Source document Block Start

Trends in revision hip replacement surgery - a 21-year review of the New Zealand Joint Registry

Published on May 26, 2024




Introduction: This study aimed to examine the changing trends in the reasons for total hip replacement (THR) revision surgery, in one country over a twenty-one-year period, in order to assess whether changes in arthroplasty practices have impacted revision patterns and whether an awareness of these changes can be used to guide clinical practice and reduce future revision rates.

Methods: The reason for revision THR performed between January 1999 and December 2019 was extracted from the New Zealand Joint Registry (NZJR). The results were then grouped into seven 3-year periods to allow for clearer visualization of trends. The reasons were compared across the seven time periods and trends in prosthesis use, patient age, gender, body mass index (BMI) and American Society of Anesthesiologist (ASA) grade were also reviewed. We compared the reasons for early revision, within one year, with the overall revision rates.

Results: There were 20,740 revision THR registered of which 7665 were revisions of hips with the index procedure registered during the 21-year period. There has been a statistically significant increase in both femoral fracture (4.1 - 14.9%, p<0.001) and pain (8.1 - 14.9%, p<0.001) as a reason for hip revision. While dislocation has significantly decreased from 57.6% to 17.1% (p<0.001). Deep infection decreased over the first 15 years but has subsequently seen further increases over the last 6 years. Conversely both femoral and acetabular loosening increased over the first 12 years but have subsequently decreased over the last 9 years. The rate of early revisions rose from 0.86% to 1.30% with a significant rise in revision for deep infection (13-33% of all causes, p<0.001) and femoral fracture (4-18%, p<0.001), whereas revision for dislocation decreased (59-30%, p<0.001). Adjusting for age and gender femoral fracture and deep infection rates remained significant for both (p<0.05). Adjusting for age, gender and ASA was only significant for infection.

Conclusions: The most troubling finding was the increased rate of deep infection in revision THR, with no obvious linked pattern, whereas the reduction in revision for dislocation, aseptic femoral and acetabular loosening can be linked to the changing patterns of the use of larger femoral heads and improved bearing surfaces.

Source document Block End
Data to examine Block Start

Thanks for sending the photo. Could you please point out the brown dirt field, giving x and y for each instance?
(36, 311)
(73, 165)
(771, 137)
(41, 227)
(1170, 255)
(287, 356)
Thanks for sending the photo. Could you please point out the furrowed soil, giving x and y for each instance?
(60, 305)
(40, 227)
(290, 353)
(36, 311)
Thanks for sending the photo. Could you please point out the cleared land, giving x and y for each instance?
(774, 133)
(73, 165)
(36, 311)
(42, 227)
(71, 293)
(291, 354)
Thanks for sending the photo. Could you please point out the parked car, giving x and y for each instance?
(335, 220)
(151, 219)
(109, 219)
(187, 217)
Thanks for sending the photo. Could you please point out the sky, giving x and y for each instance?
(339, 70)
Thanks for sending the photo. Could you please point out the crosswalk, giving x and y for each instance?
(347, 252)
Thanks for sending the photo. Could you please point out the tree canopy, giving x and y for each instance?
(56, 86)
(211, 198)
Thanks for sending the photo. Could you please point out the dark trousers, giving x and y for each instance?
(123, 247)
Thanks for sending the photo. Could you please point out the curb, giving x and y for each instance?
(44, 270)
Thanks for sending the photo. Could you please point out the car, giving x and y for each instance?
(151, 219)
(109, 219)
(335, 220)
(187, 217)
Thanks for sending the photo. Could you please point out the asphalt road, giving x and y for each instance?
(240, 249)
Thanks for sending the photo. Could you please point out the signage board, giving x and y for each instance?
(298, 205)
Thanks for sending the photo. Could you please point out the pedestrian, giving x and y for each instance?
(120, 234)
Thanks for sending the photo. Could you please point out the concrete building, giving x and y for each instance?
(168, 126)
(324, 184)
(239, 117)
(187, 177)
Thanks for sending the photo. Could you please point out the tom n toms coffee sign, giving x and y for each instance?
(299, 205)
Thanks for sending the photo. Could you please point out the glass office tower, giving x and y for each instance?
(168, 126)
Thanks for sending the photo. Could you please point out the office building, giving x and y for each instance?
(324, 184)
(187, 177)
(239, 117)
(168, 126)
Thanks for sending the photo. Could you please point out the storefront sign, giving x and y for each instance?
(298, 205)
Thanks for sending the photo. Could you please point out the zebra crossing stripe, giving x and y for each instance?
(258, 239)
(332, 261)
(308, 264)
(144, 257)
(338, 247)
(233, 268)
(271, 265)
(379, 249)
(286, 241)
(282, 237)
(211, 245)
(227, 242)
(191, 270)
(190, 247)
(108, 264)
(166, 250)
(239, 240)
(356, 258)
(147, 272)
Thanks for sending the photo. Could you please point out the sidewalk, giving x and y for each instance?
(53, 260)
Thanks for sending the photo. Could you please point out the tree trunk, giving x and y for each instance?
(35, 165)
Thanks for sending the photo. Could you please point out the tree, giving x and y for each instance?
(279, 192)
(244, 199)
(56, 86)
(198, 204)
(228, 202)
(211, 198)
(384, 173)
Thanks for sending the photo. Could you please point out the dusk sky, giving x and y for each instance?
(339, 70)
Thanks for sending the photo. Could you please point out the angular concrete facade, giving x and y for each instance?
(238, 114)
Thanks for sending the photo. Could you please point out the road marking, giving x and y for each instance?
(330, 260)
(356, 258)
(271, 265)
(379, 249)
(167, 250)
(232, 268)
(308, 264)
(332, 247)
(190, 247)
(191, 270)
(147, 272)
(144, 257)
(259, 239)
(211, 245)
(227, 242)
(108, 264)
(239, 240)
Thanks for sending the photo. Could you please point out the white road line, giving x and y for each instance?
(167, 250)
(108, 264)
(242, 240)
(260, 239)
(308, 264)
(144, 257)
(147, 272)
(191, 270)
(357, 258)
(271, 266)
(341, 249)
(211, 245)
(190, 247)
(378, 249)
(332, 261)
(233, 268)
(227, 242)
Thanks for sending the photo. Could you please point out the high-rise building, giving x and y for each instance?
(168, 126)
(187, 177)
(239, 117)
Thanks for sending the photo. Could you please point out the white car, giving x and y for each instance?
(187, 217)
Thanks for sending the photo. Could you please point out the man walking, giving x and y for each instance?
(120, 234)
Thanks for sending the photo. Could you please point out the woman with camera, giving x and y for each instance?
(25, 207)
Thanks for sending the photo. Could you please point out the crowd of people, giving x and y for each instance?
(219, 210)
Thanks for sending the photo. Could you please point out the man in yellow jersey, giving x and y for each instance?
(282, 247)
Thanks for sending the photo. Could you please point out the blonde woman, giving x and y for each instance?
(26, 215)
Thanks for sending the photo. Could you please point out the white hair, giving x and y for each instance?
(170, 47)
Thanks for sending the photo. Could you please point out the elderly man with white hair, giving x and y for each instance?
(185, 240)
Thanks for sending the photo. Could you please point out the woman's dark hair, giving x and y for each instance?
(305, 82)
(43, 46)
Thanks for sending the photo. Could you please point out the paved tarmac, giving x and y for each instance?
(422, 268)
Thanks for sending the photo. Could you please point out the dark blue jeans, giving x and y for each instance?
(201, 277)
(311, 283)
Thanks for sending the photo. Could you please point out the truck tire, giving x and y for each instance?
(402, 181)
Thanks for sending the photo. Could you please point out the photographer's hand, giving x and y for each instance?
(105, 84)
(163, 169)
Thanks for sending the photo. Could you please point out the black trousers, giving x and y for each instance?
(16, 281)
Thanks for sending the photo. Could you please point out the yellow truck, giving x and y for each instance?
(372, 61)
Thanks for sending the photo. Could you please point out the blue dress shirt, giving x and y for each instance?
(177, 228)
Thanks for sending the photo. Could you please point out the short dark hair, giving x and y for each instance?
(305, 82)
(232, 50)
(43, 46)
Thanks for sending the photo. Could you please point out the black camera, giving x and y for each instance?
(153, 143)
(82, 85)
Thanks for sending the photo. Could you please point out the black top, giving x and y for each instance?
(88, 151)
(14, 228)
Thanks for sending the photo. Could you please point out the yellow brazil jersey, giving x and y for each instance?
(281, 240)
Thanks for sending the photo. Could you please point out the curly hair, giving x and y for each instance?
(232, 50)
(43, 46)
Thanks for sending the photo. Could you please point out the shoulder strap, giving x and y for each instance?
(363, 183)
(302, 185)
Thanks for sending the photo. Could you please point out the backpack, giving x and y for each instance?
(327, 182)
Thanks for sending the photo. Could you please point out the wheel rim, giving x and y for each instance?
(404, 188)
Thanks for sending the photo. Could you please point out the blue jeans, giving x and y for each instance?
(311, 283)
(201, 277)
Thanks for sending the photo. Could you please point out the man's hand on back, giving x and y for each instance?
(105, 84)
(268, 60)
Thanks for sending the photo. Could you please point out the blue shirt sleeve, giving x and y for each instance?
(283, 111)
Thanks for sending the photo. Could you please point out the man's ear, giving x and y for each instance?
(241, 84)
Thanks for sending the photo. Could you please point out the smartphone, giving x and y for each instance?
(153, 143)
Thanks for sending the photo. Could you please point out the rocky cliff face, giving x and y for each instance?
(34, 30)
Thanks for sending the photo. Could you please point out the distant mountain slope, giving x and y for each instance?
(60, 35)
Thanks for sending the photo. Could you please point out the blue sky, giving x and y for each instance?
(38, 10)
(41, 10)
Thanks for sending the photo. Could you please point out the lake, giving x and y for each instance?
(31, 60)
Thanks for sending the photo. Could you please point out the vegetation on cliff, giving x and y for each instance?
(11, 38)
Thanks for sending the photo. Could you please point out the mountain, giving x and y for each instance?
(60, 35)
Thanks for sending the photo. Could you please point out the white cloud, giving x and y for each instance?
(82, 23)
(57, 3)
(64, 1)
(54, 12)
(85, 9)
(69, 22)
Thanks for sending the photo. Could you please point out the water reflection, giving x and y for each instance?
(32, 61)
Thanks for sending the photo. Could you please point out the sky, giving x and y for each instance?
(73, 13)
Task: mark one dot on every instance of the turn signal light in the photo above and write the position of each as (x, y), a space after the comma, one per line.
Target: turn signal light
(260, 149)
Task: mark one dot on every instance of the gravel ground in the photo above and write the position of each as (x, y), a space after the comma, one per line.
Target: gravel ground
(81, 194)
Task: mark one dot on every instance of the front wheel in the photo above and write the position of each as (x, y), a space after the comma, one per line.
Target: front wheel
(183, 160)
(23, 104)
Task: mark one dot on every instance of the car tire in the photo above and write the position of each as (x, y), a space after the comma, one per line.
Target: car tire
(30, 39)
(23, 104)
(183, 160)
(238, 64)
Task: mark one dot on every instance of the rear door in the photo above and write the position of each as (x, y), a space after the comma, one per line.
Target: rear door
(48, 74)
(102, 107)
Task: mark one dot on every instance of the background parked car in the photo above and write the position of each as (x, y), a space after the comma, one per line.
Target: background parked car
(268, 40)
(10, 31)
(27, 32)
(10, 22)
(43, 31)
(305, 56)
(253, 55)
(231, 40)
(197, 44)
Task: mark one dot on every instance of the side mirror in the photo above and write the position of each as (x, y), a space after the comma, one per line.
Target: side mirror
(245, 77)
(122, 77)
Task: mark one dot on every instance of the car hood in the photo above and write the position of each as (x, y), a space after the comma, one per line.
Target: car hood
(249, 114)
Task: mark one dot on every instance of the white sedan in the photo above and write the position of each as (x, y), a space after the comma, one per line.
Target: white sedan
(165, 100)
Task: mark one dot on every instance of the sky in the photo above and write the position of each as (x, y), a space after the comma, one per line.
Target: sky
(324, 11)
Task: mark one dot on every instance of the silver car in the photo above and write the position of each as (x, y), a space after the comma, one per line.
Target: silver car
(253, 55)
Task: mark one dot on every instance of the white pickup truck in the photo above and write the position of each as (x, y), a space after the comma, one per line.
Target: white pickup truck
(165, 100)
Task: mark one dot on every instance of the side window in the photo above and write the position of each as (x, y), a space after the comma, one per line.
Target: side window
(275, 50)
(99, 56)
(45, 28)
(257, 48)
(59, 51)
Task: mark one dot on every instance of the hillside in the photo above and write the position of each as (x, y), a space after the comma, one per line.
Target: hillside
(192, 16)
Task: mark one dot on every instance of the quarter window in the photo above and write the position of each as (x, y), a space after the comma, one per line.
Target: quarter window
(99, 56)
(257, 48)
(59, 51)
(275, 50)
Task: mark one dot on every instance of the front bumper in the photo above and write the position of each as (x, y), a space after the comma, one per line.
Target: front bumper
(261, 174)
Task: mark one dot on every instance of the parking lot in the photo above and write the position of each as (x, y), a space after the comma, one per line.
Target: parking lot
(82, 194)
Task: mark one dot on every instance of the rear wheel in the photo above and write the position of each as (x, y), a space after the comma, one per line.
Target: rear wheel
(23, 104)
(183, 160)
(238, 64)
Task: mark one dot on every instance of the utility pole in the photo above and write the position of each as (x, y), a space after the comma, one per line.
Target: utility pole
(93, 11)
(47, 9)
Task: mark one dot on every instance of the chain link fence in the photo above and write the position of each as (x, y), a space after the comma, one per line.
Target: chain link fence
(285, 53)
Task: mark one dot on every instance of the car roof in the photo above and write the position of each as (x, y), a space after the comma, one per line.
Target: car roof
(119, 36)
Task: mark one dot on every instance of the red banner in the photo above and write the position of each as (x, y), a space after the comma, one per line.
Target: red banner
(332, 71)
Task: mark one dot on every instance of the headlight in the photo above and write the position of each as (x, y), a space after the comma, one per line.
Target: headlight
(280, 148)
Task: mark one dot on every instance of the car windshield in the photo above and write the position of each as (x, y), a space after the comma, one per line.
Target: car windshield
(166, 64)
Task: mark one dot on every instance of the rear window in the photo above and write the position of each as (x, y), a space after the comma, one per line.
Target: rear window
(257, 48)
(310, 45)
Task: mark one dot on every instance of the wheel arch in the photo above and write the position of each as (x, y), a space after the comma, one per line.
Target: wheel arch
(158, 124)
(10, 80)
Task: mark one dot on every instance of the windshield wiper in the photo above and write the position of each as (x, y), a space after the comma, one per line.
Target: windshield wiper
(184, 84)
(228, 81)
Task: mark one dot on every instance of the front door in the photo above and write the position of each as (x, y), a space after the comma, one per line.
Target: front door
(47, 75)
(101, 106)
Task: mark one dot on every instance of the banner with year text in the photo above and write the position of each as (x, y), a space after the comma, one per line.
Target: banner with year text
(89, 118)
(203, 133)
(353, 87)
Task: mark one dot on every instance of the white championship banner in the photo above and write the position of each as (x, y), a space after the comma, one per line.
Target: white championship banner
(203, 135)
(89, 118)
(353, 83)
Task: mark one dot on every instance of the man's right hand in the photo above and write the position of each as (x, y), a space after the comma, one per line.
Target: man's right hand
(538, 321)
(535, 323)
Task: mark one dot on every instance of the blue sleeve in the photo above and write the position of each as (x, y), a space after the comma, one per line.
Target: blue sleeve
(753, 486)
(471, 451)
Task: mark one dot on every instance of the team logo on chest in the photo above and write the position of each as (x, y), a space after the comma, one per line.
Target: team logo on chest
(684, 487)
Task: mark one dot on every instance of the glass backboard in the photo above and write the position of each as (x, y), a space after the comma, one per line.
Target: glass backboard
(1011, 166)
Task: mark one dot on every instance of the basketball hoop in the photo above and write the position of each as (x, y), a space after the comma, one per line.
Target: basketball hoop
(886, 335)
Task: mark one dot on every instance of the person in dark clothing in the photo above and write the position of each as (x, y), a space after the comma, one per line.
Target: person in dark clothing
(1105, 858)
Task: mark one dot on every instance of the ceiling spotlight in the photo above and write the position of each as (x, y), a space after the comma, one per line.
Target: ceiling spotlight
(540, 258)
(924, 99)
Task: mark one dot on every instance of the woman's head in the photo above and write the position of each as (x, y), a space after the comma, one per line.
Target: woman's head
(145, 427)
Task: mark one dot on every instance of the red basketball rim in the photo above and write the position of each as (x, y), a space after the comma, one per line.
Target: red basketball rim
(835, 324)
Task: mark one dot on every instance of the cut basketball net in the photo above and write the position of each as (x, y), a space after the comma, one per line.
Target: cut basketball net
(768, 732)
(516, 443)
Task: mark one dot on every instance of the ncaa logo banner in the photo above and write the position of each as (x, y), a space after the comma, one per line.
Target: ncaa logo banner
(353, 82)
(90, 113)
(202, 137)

Data to examine Block End

> [What the task requires]
Answer these questions using the study on hip revision trends.
1. From which registry was the reason for each revision taken, and over what dates?
2. How many revision total hip replacements were registered in all?
3. According to the conclusions, which changes in practice can be linked to the reduction in revision for dislocation and loosening?

> [Response to this exercise]
1. The New Zealand Joint Registry (NZJR), for revisions performed between January 1999 and December 2019.
2. 20,740.
3. The use of larger femoral heads and improved bearing surfaces.